Text section -
☆ ☆ ☆ ☆ ☆ ☆ ☆

The Washington events are much smaller than the protests in April, when nearly 1,300 people were arrested. Activists in nearly 60 other U.S. cities are also synchronizing rallies with those in Prague, where organizers have promised the kinds of blockades that clogged District streets.
After the speeches, the activists debated issues with a bank spokesman who came out to meet them. This was the wonk wing of the movement launched last year amid tear gas and plastic bullets in Seattle, so the protesters came armed with footnoted briefing papers.
"We applaud their passion," said John Donaldson, the bank spokesman. He said the protesters have raised the profile of arcane issues of global trade. "It's hard to ignore. . . . We're certainly listening."
Njoki Njehu, director of 50 Years Is Enough, a group calling for drastic reforms of the bank and the fund, said bank policies hurt workers and the environment and lead to such practices as charging families for public schooling in her native Kenya.
Robert Naiman, co-author of a report from the Center for Economic and Policy Research, said there is no evidence that the bank's policies promote economic growth, which is one of its aims. "The burden is on them to show [the policies] have worked," Naiman said.
Donaldson accepted Naiman's report and replied that while the bank has made mistakes, "clearly our track record shows we've made positive contributions to the conditions of these people living in abject poverty. . . . If it were easy to reduce poverty, poverty already would have been alleviated."
Organizers are trying to "localize the movement for global justice," said Fred Azcarate, executive director of Jobs With Justice, a coalition of labor, religious, student and community activists.

☆ ☆ ☆ ☆ ☆ ☆ ☆

Written exercise a - Reproduce the passage of the report on the bank protests between "Njoki Njehu, director" and "her native Kenya.", inclusive.

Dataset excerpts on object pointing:
☆ ☆ ☆ ☆ ☆ ☆ ☆

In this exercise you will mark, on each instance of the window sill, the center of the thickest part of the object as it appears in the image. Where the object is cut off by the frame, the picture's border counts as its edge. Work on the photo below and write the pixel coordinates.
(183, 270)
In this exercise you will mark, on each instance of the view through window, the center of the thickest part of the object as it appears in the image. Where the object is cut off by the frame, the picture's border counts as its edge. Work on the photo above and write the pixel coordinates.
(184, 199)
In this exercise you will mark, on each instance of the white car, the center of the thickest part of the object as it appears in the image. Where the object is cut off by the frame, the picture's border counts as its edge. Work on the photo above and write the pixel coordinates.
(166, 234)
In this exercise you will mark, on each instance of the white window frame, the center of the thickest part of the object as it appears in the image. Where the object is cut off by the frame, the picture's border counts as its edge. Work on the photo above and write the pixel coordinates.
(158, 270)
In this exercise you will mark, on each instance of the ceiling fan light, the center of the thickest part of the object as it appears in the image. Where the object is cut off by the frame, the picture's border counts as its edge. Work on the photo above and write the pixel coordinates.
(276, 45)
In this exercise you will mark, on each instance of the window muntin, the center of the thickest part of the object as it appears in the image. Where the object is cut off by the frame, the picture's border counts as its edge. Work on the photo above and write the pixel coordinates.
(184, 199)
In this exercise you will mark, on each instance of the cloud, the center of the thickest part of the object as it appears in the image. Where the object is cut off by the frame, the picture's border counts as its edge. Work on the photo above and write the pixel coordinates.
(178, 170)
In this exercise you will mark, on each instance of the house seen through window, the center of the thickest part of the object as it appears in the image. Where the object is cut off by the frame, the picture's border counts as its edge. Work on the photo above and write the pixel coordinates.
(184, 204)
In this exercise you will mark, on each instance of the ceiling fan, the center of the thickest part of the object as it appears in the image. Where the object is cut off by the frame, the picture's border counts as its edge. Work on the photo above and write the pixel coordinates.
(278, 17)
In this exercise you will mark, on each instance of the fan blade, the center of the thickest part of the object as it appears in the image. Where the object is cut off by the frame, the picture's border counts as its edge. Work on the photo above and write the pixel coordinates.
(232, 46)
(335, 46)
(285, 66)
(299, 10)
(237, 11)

☆ ☆ ☆ ☆ ☆ ☆ ☆

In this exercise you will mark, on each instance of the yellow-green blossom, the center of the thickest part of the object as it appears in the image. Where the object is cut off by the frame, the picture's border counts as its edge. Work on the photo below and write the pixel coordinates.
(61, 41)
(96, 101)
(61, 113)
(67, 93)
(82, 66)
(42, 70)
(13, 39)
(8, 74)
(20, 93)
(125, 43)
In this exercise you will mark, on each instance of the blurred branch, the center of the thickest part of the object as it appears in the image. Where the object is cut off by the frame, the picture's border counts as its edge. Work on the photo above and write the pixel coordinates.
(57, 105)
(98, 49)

☆ ☆ ☆ ☆ ☆ ☆ ☆

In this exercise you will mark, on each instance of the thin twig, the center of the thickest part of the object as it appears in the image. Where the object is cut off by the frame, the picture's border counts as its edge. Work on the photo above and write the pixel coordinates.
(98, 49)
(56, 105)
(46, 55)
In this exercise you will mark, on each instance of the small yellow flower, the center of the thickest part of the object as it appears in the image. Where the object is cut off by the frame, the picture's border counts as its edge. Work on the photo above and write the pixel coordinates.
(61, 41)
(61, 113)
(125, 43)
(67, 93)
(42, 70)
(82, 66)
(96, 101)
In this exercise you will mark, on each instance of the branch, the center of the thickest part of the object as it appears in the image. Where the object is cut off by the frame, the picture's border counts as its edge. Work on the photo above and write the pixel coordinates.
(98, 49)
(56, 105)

☆ ☆ ☆ ☆ ☆ ☆ ☆

Written exercise b - Identify each line in the records that contains the string "branch", and copy those lines in full.

Full answer a -
Njoki Njehu, director of 50 Years Is Enough, a group calling for drastic reforms of the bank and the fund, said bank policies hurt workers and the environment and lead to such practices as charging families for public schooling in her native Kenya.

Full answer b -
In this exercise you will mark, on each instance of the blurred branch, the center of the thickest part of the object as it appears in the image. Where the object is cut off by the frame, the picture's border counts as its edge. Work on the photo above and write the pixel coordinates.
In this exercise you will mark, on each instance of the branch, the center of the thickest part of the object as it appears in the image. Where the object is cut off by the frame, the picture's border counts as its edge. Work on the photo above and write the pixel coordinates.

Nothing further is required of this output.